→ Exercise task:
Repeat exactly, and only, the lines from the one holding "Task: point to each instance of the airplane in" through the last line of the records below.

>> Begin Exercise inputs

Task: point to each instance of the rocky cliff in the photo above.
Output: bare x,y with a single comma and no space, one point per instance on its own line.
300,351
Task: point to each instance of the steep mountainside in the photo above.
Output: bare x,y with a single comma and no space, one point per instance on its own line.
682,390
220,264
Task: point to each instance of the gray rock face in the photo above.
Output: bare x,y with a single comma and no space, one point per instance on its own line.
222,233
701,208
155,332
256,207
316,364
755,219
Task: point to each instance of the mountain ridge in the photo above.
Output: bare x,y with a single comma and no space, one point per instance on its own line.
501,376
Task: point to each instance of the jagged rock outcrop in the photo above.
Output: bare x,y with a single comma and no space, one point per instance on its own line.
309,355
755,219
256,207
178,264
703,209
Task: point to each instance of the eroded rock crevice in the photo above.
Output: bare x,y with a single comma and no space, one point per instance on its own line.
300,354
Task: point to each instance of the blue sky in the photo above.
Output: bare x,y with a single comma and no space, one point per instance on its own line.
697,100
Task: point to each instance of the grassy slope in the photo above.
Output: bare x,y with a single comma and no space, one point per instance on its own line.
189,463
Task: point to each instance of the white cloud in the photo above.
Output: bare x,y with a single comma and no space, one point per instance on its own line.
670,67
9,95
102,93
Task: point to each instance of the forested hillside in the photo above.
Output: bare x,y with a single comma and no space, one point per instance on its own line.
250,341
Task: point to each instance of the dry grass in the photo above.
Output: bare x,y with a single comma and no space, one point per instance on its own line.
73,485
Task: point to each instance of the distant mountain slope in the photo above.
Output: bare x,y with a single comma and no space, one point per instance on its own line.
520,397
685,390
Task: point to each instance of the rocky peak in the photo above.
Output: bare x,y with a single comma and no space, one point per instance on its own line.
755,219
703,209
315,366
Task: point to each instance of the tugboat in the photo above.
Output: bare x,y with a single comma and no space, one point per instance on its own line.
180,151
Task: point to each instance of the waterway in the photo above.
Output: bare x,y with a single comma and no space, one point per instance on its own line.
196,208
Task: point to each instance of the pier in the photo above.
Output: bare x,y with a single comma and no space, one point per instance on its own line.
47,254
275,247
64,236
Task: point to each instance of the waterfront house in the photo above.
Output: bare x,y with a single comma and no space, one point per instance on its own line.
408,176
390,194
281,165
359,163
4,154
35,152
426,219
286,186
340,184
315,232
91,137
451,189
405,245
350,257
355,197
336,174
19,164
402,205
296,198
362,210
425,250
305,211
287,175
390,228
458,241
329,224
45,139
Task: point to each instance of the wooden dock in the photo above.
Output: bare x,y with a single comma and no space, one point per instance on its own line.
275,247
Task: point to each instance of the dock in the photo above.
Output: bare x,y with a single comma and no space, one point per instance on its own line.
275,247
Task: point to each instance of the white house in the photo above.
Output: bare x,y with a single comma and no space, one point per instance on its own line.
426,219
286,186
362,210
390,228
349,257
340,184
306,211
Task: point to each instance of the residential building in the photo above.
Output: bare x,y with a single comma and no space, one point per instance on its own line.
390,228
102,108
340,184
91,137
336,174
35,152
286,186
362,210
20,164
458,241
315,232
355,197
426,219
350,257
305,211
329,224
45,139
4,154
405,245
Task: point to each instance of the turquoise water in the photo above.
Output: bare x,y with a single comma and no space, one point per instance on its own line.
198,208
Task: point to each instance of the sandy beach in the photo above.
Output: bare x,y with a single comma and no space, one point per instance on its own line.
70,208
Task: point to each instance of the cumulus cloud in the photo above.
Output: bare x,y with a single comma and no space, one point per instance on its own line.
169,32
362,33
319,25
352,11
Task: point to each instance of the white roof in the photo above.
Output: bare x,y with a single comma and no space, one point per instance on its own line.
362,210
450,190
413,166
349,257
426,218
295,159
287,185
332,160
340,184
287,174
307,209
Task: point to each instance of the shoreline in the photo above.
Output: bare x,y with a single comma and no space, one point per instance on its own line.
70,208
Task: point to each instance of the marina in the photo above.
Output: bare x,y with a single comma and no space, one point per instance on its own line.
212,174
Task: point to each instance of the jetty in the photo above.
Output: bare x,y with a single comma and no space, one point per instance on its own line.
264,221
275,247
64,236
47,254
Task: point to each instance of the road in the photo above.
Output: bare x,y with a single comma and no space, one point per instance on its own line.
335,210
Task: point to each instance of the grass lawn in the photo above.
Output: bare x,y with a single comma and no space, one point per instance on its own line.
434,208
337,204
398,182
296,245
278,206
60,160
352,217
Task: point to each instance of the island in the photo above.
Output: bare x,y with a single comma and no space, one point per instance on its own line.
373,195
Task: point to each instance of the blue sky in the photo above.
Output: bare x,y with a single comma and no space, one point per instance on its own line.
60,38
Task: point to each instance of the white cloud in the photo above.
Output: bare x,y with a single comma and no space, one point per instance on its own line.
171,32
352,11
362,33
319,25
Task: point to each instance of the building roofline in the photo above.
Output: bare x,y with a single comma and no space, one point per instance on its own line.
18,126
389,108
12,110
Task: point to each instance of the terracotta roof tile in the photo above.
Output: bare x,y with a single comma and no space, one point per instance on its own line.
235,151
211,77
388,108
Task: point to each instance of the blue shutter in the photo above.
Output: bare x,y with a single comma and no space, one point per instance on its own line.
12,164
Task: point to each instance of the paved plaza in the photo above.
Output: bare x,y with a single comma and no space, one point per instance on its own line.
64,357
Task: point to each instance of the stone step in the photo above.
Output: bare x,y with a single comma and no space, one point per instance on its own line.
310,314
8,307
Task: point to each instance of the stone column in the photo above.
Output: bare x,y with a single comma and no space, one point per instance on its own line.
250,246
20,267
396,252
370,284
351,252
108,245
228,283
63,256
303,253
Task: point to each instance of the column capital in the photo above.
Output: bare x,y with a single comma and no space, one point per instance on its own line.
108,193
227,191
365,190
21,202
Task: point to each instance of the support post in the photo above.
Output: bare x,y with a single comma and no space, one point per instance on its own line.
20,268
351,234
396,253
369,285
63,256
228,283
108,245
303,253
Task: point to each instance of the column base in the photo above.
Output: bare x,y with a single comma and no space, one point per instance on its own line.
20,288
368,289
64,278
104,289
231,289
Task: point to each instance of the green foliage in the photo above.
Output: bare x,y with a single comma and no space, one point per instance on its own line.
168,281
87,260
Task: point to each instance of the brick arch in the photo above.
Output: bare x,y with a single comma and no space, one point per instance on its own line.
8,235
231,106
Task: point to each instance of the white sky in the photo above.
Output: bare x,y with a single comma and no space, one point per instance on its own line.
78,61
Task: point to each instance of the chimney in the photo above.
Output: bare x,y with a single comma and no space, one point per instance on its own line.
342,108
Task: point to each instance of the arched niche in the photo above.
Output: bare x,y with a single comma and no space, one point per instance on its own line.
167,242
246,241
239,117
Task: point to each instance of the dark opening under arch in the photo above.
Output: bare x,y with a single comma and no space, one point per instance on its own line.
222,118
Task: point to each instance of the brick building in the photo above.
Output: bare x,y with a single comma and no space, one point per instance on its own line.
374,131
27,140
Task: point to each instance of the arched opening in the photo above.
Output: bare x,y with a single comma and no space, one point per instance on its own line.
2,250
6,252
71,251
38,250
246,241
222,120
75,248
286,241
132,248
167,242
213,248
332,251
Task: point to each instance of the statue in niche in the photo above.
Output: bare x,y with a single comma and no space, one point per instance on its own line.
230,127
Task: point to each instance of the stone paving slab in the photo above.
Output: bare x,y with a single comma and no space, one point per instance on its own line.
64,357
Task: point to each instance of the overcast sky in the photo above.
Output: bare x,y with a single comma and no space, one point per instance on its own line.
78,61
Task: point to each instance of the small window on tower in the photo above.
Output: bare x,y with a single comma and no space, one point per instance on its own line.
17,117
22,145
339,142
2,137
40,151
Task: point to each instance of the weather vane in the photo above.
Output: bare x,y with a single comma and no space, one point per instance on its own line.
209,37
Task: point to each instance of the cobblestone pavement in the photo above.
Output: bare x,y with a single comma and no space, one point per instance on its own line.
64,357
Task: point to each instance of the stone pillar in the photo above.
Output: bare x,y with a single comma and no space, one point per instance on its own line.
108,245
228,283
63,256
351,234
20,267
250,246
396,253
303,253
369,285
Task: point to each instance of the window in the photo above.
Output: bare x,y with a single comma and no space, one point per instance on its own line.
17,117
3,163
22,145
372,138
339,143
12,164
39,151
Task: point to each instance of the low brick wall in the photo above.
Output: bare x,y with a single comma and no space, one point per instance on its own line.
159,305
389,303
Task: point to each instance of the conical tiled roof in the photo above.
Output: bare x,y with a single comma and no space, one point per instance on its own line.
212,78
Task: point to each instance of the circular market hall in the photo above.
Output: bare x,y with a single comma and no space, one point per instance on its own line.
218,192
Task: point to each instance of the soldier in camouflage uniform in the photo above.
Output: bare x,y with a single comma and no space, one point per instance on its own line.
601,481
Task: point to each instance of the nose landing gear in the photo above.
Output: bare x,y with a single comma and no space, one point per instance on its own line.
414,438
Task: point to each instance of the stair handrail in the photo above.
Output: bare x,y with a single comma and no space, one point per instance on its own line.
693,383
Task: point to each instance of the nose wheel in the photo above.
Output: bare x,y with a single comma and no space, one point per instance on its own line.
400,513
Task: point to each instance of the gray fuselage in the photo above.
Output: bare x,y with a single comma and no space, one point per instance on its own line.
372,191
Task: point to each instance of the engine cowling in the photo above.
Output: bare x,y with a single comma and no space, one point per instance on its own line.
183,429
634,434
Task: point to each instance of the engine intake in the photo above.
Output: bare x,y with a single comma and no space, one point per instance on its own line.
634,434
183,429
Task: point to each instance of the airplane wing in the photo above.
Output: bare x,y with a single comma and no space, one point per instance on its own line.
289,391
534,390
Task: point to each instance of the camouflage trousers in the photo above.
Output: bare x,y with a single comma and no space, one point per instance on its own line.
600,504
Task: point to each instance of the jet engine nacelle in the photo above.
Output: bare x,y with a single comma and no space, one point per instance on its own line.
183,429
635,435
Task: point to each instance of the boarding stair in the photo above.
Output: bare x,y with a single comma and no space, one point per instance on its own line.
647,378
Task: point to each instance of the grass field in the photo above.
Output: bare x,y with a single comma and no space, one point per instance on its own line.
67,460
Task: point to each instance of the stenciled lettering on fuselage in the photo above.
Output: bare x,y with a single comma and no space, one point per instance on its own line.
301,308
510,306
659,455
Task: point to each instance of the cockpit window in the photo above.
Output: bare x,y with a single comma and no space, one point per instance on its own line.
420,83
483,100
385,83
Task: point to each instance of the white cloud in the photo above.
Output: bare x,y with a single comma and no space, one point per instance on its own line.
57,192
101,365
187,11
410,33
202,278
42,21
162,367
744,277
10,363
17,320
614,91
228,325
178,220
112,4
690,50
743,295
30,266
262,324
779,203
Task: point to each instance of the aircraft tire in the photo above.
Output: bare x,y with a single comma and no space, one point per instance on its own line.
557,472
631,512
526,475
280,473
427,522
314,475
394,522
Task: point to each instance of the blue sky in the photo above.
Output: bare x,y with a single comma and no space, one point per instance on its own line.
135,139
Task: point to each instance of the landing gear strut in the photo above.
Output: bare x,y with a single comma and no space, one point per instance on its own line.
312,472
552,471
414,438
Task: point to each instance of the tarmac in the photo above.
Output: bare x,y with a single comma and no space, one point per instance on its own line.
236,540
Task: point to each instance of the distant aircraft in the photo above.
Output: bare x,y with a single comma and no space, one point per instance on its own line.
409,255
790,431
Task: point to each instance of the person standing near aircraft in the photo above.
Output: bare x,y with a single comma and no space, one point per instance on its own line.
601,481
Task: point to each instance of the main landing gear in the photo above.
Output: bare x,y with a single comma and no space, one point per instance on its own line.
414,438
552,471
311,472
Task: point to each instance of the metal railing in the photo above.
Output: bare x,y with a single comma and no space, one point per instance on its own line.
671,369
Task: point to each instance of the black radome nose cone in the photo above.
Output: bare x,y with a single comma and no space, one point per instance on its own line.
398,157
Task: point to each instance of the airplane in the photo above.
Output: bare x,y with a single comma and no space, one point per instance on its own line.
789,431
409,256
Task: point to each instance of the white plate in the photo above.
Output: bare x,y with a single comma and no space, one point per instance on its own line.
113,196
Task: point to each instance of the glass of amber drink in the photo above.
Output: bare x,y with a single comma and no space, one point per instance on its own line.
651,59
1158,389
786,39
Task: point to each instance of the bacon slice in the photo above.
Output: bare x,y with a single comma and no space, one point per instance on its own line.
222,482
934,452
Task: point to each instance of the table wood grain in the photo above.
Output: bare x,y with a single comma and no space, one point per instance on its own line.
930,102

>> End Exercise inputs

→ Task answer:
Task: point to each instance of the airplane in the photo above.
Output: bare x,y with a single comma and no space, one point per instance on its own line.
789,431
409,256
Task: point to each instance of the white plate in the photo above.
Output: bare x,y with a single comma and no space, one point per instance on its own line.
113,196
Task: point to each instance of the glass of amber drink in the photo above.
Output: bare x,y with a single comma and no space, one point per instance on its own line.
651,59
1158,389
786,39
Task: point to each instance of the bacon slice in the photo above.
Output: bare x,y with a single comma and no space, one point per instance on its own line.
222,482
934,452
Task: point to each instance of the table wood grain in the photo above.
Output: bare x,y with a single comma and no space, one point per instance on its own line.
930,102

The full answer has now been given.